# BRIEF
Copy the lines from the one containing "pin: the silver" through the last line, substituting "sink cabinet" for "vanity cabinet" and leaving everything else unchanged.

# SUPPLIED DATA
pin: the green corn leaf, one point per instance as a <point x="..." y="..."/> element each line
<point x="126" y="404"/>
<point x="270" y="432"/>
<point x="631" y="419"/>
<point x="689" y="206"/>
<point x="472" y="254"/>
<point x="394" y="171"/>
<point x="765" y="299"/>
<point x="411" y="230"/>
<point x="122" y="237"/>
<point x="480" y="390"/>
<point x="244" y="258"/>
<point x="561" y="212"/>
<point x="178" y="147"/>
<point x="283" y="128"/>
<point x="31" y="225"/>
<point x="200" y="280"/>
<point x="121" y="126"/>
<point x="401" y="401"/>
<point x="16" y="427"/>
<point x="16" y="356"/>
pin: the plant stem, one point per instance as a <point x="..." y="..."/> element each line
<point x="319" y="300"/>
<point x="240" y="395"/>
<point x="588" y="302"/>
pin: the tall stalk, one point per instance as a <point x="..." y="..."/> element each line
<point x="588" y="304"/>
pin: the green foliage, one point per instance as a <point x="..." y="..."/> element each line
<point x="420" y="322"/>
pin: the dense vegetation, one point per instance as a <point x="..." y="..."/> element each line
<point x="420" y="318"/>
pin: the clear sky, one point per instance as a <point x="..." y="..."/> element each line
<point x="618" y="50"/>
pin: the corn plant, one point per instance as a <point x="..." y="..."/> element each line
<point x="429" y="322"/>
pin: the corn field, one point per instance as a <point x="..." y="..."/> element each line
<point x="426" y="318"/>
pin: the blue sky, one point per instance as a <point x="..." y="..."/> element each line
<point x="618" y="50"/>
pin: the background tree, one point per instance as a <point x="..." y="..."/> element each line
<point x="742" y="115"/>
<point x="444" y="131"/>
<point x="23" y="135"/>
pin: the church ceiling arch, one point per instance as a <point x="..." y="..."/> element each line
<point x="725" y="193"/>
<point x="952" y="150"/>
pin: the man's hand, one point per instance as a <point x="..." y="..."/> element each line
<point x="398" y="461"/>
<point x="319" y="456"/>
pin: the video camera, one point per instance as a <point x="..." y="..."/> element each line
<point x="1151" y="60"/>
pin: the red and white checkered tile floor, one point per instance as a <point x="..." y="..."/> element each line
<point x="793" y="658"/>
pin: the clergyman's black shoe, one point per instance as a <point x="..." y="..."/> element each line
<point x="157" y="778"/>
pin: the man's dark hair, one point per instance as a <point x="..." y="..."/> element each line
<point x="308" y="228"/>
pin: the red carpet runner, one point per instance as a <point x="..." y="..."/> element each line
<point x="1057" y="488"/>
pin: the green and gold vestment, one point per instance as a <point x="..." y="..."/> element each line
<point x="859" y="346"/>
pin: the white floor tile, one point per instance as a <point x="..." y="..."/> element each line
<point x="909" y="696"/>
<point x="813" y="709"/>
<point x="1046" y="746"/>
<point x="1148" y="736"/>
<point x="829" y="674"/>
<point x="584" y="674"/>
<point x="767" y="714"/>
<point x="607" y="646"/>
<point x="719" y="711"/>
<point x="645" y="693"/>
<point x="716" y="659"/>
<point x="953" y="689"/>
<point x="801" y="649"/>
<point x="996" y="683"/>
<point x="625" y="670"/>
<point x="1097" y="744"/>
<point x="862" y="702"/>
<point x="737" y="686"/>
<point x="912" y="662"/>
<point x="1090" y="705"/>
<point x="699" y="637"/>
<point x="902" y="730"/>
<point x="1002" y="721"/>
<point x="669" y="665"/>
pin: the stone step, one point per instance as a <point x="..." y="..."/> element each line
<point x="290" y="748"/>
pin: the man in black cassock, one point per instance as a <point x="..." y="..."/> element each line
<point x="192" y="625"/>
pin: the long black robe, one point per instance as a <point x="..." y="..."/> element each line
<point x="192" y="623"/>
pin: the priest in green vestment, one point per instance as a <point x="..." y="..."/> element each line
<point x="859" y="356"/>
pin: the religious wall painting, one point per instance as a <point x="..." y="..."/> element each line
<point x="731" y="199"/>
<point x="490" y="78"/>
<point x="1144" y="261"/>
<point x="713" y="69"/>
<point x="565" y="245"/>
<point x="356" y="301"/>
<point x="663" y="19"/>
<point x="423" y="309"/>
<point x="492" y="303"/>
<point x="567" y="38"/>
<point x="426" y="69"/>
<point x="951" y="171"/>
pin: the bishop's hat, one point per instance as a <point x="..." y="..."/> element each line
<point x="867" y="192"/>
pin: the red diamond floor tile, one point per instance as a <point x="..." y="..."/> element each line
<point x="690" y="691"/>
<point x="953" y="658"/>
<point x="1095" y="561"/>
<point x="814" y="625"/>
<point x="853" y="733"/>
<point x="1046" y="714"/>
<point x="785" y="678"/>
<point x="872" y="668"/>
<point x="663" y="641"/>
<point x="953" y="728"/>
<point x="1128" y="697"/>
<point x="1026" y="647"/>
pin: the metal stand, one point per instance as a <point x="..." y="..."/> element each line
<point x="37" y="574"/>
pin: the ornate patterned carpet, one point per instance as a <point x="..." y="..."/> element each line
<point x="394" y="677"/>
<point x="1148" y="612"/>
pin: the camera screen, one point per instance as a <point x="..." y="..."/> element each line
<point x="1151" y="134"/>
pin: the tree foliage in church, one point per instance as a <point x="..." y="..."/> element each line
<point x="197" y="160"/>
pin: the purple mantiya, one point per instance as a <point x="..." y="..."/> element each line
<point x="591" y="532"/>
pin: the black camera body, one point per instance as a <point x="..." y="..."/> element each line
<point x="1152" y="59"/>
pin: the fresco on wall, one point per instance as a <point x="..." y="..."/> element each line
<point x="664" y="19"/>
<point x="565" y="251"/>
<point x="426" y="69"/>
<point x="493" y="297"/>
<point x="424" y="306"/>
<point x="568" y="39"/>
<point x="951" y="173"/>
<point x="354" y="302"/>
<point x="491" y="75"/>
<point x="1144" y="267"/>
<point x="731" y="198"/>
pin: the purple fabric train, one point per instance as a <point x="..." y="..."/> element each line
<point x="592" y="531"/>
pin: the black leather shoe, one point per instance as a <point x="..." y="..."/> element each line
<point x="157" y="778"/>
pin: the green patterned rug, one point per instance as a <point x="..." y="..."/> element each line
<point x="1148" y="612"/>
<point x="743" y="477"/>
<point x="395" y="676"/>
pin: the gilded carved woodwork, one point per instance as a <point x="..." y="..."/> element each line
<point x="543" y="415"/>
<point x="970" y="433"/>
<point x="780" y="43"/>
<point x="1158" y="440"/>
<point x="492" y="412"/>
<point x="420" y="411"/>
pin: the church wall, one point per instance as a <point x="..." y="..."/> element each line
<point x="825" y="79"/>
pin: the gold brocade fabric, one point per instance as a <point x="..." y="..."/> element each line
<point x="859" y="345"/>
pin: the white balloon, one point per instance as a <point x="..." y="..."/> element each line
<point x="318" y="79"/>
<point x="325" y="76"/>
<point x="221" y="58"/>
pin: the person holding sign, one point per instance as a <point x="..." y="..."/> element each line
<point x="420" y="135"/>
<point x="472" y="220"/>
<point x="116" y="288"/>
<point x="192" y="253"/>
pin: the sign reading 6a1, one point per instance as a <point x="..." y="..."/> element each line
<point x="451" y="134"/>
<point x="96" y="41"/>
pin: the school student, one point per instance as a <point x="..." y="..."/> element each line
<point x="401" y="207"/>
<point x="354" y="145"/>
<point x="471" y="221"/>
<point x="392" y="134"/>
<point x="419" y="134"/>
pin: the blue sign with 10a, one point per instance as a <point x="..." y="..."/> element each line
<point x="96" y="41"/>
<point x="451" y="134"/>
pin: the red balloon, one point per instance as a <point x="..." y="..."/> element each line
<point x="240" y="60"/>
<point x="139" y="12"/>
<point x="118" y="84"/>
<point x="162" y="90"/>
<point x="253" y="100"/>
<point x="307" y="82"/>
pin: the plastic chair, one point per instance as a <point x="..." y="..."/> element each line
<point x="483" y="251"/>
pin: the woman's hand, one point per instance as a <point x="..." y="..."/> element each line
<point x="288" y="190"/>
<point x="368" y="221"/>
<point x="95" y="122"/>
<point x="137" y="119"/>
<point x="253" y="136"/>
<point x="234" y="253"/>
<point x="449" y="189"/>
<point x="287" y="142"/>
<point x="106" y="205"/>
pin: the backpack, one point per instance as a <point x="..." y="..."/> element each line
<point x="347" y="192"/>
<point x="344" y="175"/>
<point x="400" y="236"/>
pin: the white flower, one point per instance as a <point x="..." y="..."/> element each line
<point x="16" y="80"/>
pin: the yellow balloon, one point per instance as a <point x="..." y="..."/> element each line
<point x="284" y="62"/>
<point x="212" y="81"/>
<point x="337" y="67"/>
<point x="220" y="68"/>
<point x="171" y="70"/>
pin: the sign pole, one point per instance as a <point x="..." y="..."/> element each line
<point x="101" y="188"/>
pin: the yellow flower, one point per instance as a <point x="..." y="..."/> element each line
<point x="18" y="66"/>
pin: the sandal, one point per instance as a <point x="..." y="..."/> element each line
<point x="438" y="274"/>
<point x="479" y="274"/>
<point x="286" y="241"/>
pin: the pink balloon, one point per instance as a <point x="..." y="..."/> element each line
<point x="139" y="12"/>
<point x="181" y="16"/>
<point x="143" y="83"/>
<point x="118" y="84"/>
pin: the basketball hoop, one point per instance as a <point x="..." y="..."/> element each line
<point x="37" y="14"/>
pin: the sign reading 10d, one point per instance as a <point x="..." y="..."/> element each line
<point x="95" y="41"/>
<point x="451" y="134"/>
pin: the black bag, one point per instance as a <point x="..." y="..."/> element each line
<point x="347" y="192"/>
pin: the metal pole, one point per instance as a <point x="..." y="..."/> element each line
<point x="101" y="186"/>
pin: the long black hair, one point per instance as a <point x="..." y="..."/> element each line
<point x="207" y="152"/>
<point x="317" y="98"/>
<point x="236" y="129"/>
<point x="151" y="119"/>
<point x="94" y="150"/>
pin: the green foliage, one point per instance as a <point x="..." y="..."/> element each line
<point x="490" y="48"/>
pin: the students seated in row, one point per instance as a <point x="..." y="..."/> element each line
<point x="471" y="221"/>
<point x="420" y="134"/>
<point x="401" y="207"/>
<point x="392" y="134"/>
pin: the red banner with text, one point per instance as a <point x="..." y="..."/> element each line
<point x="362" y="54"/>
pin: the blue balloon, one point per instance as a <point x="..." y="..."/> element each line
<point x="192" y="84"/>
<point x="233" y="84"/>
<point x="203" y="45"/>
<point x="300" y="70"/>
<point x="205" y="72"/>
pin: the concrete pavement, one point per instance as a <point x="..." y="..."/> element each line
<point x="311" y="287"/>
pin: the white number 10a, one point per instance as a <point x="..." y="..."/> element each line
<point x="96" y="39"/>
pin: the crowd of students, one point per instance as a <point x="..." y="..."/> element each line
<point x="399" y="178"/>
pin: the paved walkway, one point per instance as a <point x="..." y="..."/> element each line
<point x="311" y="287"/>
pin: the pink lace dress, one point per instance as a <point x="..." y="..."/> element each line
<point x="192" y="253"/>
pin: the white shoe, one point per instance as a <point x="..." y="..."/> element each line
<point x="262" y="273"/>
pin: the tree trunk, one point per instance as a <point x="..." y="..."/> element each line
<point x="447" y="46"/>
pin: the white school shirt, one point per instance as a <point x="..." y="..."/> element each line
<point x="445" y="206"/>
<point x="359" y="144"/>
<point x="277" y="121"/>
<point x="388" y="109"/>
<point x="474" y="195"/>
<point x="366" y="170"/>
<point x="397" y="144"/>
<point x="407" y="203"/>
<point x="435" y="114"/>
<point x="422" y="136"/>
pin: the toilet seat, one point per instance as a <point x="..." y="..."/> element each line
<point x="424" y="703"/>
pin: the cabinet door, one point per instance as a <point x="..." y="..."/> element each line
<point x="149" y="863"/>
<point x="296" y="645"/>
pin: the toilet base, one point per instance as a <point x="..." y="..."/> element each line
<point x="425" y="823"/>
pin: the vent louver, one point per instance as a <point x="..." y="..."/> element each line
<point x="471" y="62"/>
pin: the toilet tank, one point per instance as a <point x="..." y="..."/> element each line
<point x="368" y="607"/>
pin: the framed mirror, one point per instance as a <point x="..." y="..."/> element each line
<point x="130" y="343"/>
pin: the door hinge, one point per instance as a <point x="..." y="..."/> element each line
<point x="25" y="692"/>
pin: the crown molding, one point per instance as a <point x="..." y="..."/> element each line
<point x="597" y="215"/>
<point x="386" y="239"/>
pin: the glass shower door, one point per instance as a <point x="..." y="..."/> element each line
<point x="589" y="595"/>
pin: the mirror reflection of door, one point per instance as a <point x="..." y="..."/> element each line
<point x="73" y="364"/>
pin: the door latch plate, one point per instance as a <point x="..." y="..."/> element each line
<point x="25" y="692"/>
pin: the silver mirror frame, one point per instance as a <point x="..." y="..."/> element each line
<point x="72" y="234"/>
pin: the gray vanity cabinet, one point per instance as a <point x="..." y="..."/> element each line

# THE RESULT
pin: the silver mirror frame, one point per instance as a <point x="..." y="..."/> element each line
<point x="72" y="234"/>
pin: the gray sink cabinet, one point per instance as a <point x="..." y="..."/> element each line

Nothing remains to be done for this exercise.